- **Objective**
Skip every line before the one containing "the tall dry grass stalk", then copy that line and the rest of the entries below exactly, through the last line.

- **Material to process**
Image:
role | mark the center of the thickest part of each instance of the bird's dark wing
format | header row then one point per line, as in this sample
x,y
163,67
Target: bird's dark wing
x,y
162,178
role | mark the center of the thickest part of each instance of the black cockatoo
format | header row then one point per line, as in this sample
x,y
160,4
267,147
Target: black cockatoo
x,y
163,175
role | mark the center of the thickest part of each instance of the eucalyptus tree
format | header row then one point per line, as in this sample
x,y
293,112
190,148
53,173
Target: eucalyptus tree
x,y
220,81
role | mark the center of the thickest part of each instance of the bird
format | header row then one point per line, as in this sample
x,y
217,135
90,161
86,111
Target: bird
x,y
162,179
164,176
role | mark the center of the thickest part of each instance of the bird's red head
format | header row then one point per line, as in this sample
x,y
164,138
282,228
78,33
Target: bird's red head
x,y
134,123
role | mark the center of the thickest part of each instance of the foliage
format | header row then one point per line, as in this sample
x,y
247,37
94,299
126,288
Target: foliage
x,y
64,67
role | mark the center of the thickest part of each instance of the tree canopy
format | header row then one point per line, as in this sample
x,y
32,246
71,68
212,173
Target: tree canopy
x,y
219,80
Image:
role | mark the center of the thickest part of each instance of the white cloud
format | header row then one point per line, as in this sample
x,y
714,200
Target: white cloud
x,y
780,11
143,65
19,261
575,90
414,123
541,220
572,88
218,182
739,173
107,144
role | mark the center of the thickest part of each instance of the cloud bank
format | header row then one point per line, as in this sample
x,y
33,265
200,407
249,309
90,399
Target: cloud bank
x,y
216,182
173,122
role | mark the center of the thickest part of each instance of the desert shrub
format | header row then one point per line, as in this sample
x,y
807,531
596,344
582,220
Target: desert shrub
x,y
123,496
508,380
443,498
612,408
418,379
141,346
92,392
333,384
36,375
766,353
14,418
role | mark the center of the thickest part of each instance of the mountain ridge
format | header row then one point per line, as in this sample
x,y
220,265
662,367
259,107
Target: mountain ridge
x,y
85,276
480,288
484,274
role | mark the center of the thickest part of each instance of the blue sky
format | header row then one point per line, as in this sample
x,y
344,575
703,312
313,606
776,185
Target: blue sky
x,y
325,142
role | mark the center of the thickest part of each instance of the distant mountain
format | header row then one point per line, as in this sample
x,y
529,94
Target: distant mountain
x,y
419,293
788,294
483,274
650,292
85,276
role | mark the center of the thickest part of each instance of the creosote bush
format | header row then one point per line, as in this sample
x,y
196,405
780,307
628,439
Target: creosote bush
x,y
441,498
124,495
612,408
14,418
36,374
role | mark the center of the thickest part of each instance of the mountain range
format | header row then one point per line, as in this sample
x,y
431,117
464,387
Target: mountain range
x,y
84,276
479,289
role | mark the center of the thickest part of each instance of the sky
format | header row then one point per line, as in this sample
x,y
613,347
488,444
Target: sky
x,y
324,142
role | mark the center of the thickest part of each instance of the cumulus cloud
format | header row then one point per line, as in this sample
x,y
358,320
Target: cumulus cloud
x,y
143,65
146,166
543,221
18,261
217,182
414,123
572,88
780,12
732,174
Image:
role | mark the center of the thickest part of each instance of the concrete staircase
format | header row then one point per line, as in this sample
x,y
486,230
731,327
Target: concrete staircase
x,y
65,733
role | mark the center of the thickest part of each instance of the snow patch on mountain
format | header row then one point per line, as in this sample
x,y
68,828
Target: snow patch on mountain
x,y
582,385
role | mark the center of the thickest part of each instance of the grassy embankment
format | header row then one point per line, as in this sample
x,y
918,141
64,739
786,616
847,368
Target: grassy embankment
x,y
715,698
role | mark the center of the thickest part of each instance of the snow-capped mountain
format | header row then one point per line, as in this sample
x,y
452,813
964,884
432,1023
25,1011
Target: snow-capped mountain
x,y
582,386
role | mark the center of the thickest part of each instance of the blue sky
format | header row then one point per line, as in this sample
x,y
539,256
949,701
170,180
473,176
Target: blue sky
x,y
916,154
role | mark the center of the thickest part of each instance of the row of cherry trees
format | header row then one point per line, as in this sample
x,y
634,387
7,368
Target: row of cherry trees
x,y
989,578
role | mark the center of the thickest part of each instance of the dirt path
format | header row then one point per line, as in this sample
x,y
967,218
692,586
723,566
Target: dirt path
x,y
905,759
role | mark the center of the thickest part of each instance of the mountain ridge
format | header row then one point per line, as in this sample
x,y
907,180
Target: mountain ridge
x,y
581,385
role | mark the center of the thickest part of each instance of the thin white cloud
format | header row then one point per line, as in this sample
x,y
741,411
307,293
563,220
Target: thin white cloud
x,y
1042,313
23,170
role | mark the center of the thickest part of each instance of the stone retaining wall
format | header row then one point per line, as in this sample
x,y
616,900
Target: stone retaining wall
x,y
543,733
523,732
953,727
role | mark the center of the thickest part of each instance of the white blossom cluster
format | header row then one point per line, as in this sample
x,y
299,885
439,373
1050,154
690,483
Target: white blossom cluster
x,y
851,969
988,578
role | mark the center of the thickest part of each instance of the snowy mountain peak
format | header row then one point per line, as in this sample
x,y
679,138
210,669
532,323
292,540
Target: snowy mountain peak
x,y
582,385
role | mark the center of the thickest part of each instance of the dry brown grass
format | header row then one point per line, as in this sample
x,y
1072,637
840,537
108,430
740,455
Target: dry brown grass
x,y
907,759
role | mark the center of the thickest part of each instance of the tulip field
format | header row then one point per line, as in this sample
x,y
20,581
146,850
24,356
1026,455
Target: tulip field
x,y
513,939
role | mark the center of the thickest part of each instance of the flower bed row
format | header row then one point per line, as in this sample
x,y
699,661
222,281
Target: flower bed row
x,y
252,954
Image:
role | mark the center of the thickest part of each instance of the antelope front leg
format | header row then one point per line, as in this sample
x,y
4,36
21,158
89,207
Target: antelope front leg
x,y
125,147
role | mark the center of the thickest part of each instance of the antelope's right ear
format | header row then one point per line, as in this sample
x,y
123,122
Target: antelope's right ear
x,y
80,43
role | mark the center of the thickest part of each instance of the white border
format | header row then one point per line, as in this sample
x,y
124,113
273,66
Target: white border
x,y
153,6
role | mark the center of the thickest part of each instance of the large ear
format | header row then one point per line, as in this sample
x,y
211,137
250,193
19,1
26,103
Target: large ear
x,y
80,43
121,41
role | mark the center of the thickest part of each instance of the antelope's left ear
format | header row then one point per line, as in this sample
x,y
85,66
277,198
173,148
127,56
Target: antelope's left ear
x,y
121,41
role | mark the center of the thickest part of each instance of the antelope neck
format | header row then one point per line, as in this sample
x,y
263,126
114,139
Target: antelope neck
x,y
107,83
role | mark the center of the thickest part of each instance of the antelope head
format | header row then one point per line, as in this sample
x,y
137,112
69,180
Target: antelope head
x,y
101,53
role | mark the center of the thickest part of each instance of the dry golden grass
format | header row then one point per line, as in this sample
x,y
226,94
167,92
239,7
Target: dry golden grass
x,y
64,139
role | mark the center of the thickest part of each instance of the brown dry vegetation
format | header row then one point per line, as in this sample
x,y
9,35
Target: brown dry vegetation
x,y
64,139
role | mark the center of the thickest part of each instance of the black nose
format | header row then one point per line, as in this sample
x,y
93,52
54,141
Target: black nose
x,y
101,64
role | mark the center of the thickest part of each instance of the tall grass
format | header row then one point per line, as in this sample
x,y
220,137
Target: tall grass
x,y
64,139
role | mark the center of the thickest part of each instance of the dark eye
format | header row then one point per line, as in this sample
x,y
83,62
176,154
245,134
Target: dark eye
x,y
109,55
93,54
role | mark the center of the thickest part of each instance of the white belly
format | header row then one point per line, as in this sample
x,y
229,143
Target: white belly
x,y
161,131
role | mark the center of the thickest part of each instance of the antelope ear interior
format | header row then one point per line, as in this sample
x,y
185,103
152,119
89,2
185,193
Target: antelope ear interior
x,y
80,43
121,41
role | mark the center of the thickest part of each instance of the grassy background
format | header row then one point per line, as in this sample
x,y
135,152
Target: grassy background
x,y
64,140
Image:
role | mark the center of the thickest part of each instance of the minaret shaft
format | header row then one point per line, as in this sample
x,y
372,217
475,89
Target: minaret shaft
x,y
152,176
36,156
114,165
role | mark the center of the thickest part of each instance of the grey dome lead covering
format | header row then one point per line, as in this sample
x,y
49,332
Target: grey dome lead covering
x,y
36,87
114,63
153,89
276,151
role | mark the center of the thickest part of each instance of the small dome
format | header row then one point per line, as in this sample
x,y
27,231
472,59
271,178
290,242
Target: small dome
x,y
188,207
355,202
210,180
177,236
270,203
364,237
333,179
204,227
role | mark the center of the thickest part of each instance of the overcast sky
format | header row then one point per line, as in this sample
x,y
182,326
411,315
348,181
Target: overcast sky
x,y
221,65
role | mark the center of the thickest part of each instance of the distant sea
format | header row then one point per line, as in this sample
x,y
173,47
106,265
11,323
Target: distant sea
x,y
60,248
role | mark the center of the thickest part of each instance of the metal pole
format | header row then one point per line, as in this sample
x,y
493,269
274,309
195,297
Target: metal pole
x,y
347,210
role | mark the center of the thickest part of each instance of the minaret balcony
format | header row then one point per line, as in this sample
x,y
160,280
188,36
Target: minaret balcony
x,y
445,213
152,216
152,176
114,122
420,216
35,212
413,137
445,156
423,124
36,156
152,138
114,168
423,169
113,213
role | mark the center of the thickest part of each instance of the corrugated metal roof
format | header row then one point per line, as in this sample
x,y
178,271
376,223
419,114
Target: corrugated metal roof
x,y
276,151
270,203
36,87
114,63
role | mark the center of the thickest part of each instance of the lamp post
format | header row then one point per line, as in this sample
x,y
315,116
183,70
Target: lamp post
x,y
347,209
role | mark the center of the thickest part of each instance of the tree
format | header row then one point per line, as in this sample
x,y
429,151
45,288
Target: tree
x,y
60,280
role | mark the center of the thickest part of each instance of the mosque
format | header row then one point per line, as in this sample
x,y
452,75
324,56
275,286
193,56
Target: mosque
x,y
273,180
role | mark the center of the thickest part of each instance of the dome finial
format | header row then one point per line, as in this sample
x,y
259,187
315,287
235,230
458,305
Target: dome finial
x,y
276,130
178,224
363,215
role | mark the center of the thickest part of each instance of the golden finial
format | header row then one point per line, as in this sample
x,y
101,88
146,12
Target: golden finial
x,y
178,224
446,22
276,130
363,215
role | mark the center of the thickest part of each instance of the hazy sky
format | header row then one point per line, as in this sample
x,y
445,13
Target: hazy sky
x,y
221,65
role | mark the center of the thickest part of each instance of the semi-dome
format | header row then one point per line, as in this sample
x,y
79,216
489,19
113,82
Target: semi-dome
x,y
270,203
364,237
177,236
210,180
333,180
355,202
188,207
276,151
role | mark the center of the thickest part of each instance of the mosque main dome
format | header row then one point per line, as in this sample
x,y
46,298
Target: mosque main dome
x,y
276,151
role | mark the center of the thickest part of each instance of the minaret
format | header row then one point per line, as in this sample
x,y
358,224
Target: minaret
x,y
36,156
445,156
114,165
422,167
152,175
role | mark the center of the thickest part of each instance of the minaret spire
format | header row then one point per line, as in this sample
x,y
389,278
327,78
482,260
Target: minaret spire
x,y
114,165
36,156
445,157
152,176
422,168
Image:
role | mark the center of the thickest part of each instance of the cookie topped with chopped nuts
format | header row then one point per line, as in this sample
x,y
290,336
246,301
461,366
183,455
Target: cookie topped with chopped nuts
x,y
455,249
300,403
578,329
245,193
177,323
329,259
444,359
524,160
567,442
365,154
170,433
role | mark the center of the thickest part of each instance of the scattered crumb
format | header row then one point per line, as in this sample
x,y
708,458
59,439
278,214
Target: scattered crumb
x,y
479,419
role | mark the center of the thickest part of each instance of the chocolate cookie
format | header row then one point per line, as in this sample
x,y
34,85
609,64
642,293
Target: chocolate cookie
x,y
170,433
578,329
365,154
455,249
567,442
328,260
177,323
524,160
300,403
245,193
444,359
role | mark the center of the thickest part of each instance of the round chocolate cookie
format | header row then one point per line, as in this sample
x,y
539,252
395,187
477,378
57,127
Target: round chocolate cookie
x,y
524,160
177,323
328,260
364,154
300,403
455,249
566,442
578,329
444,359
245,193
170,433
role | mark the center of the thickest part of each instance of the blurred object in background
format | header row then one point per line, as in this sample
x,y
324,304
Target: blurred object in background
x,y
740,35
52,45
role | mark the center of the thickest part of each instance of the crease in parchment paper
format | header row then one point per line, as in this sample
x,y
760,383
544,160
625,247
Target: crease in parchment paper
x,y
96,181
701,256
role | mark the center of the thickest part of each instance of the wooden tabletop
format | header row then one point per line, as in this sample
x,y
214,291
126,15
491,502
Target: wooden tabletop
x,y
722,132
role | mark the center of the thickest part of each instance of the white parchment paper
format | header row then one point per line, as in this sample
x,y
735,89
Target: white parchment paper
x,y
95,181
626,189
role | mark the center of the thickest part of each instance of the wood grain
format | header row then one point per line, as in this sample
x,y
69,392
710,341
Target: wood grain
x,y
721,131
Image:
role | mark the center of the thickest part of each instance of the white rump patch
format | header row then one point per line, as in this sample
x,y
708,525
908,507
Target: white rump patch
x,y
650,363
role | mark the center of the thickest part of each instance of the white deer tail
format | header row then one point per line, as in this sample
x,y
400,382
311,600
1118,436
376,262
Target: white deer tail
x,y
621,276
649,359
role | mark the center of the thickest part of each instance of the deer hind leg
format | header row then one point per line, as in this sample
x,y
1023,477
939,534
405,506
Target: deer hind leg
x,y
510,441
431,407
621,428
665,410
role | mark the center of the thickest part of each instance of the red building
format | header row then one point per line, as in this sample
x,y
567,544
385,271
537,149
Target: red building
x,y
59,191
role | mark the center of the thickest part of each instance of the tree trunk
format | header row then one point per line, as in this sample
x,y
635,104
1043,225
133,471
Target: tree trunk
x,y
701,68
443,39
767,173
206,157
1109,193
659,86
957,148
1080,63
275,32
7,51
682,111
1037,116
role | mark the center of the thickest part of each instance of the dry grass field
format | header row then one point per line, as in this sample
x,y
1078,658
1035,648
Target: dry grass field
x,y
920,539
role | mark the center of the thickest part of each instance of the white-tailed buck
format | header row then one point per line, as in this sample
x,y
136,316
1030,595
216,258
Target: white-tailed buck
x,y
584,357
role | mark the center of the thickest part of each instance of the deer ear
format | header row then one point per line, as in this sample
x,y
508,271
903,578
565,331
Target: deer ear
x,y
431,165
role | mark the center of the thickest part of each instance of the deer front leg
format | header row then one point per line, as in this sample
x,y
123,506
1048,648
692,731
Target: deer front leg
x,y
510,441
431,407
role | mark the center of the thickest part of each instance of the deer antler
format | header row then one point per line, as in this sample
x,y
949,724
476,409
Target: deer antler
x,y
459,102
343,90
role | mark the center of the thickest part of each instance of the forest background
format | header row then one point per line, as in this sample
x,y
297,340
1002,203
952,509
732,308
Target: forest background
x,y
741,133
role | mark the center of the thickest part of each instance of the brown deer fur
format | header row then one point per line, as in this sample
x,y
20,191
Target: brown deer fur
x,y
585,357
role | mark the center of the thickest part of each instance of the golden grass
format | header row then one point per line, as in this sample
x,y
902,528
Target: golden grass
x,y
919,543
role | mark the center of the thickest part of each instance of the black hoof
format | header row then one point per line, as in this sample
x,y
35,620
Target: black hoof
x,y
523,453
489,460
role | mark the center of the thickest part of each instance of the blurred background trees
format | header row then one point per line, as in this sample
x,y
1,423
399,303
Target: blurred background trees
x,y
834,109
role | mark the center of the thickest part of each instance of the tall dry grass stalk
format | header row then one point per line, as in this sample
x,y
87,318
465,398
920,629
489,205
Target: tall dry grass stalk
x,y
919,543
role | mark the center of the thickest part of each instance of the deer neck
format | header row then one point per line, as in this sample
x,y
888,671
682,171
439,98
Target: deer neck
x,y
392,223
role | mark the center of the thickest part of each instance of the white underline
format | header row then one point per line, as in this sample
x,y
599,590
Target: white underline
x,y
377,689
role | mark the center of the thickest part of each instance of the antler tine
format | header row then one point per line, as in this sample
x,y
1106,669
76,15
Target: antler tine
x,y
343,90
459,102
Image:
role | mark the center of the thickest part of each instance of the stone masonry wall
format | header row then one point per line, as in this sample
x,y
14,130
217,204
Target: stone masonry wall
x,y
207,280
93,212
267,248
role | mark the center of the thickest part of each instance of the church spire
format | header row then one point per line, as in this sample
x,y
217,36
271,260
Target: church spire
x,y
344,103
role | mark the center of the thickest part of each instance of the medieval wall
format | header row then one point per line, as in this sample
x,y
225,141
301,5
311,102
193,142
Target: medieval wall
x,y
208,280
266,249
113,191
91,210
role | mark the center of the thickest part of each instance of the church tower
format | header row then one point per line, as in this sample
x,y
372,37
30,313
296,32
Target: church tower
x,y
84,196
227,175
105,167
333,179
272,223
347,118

- **Answer to the task**
role | mark the center of the thickest part of each instance of the tall dry grass stalk
format | header row then one point per line, as in this sample
x,y
87,318
465,398
920,629
489,205
Target: tall dry grass stalk
x,y
919,543
role | mark the center of the thickest part of each instance of the deer neck
format | header row then one point per line, as in this sample
x,y
888,671
682,171
439,98
Target: deer neck
x,y
392,223
role | mark the center of the thickest part of each instance of the white underline
format | header row then one point per line, as in this sample
x,y
599,590
Target: white underline
x,y
377,689
role | mark the center of the thickest part of each instance of the antler tine
format | header row then one point per line, as in this sample
x,y
1106,669
76,15
Target: antler tine
x,y
343,90
459,102
Image:
role | mark the center of the thickest part of each instance of the stone masonry wall
format | header row then one point per line, as in this sample
x,y
14,130
217,204
Target: stone masonry wall
x,y
207,280
93,212
267,248
role | mark the center of the thickest part of each instance of the church spire
format | header row then one point per line, as in this sample
x,y
217,36
271,260
Target: church spire
x,y
344,103
role | mark the center of the thickest part of each instance of the medieval wall
format | header row then one point per line, as in this sample
x,y
225,141
301,5
311,102
193,142
Target: medieval wall
x,y
208,280
266,249
113,191
91,210
role | mark the center of the thickest part of each instance of the church tower
format | header row then one point per line, as in this sample
x,y
372,37
30,313
296,32
Target: church tower
x,y
84,196
227,175
105,167
333,179
272,223
347,118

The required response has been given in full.